Quoted text:
◆ ◆ ◆ ◆
Friday, April 17, 2009

problem=>coward

did u ever think about coward?? 
what does coward means??
izit everyone were cowardly or just only me??
erm..i think mostly people were coward when facing some problem which really brings a lots of trouble..
just can say that i'm the person who always want to run away from everything that i dun want to face.. i already run away from many things once i decide to further my study at other places except at sarawak which i think i dun have anytime for me to relax my mind..
i hope my decision is right until now even future..but things sometime cannot going so easily..
as long i still am i, there must many problem that ned me to face it and solve it myself..why i always need to solve those problem by myself??? why dun have anyone that can help me solve my problem or guide me to made a right decision??? this hope will not easily happen and just think that i still day dreaming of the day comes.
really,really miss the children days which i not ned to think so much and can play around... but i know that the day will not repeated again...
◆ ◆ ◆ ◆
Supplied data:
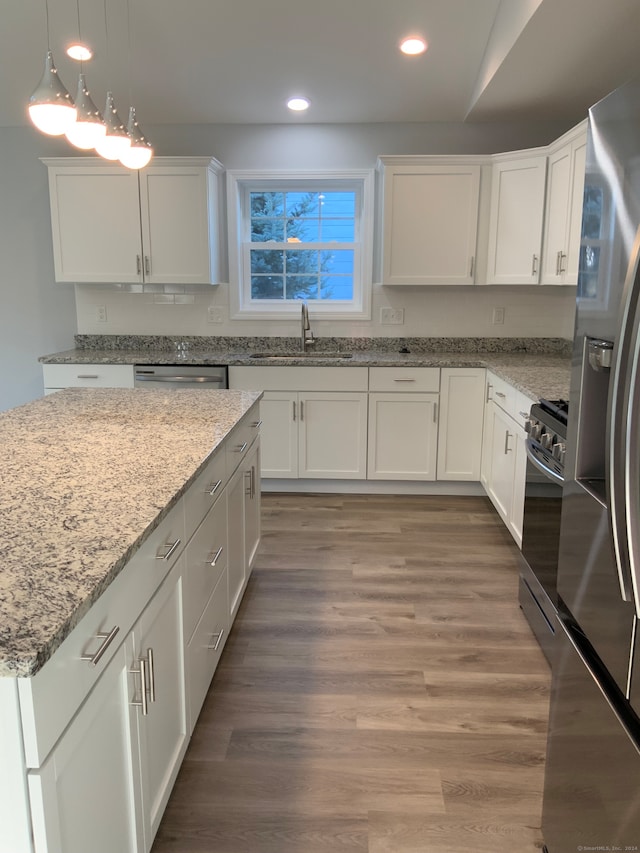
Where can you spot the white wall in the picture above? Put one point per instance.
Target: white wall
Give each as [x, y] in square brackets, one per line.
[39, 316]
◆ ◆ ◆ ◆
Objective: Please repeat word for word the part of the blog post on cowardice above, starting at "as long i still" and ending at "the day comes.".

Reply to the exercise:
as long i still am i, there must many problem that ned me to face it and solve it myself..why i always need to solve those problem by myself??? why dun have anyone that can help me solve my problem or guide me to made a right decision??? this hope will not easily happen and just think that i still day dreaming of the day comes.